--- START ---

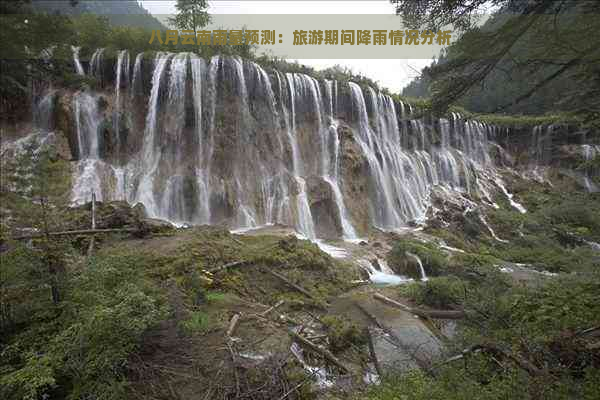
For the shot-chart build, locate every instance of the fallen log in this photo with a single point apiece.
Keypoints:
(78, 232)
(226, 266)
(495, 349)
(277, 305)
(323, 352)
(423, 364)
(441, 314)
(290, 283)
(233, 324)
(372, 352)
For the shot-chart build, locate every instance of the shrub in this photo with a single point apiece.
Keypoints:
(433, 260)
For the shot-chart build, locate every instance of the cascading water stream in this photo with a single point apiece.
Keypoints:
(420, 264)
(331, 169)
(221, 144)
(150, 157)
(122, 75)
(78, 67)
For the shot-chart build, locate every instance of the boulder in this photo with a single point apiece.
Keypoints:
(324, 208)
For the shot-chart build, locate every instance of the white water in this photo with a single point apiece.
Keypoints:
(78, 66)
(421, 269)
(510, 196)
(122, 74)
(282, 137)
(385, 277)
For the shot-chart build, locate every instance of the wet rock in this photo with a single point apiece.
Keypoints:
(324, 208)
(109, 215)
(65, 124)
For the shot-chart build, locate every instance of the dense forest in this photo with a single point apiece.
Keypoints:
(194, 221)
(542, 73)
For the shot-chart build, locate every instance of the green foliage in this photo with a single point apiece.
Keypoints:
(434, 261)
(191, 14)
(527, 58)
(197, 323)
(84, 345)
(343, 333)
(439, 292)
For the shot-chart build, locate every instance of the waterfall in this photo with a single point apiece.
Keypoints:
(136, 81)
(87, 120)
(421, 269)
(305, 223)
(43, 111)
(150, 157)
(383, 276)
(331, 170)
(96, 65)
(78, 66)
(226, 141)
(122, 75)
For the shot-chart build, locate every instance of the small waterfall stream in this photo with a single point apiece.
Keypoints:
(420, 264)
(225, 141)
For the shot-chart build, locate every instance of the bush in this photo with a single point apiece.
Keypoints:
(84, 349)
(434, 261)
(343, 333)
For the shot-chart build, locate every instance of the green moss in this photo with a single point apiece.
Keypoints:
(198, 323)
(343, 333)
(444, 292)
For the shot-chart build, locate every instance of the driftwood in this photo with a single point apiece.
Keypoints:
(495, 349)
(372, 352)
(441, 314)
(226, 266)
(313, 347)
(77, 232)
(423, 364)
(277, 305)
(93, 239)
(233, 324)
(290, 283)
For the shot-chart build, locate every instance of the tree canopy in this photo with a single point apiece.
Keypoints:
(545, 50)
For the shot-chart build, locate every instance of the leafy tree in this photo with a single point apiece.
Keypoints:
(35, 191)
(191, 15)
(538, 44)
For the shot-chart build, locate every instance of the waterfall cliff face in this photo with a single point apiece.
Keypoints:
(223, 141)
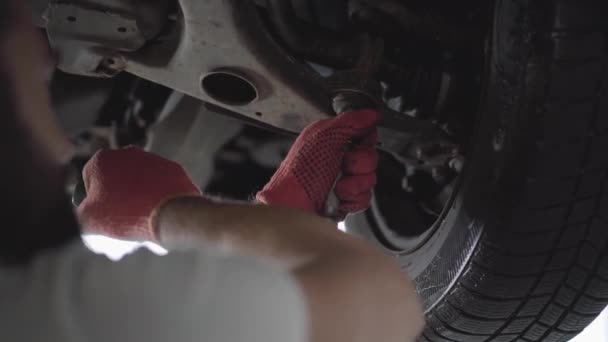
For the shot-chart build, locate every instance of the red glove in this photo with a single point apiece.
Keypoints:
(342, 146)
(124, 189)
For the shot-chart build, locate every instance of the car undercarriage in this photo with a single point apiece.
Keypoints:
(471, 168)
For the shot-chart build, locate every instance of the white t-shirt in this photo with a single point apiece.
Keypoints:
(75, 295)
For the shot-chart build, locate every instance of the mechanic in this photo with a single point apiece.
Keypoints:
(272, 271)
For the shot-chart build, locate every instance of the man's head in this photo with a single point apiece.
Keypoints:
(34, 212)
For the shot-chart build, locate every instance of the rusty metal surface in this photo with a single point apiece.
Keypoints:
(230, 36)
(87, 36)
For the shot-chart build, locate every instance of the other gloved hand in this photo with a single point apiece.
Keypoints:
(342, 146)
(124, 190)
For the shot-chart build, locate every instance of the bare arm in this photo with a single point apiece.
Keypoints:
(354, 292)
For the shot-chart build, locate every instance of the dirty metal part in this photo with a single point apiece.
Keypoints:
(230, 37)
(398, 133)
(323, 48)
(424, 25)
(88, 36)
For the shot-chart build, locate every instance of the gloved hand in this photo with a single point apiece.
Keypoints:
(342, 146)
(124, 190)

--- END ---

• _WHAT THE TASK REQUIRES_: Whenever a line of the data holds the string "tree", pick that line out.

• _FINAL ANSWER_:
For the shot-chart build, locate every instance of the tree canopy in this photo with a single point apiece.
For the shot-chart build, locate every instance of the leafy tree in this photo with a single point apiece.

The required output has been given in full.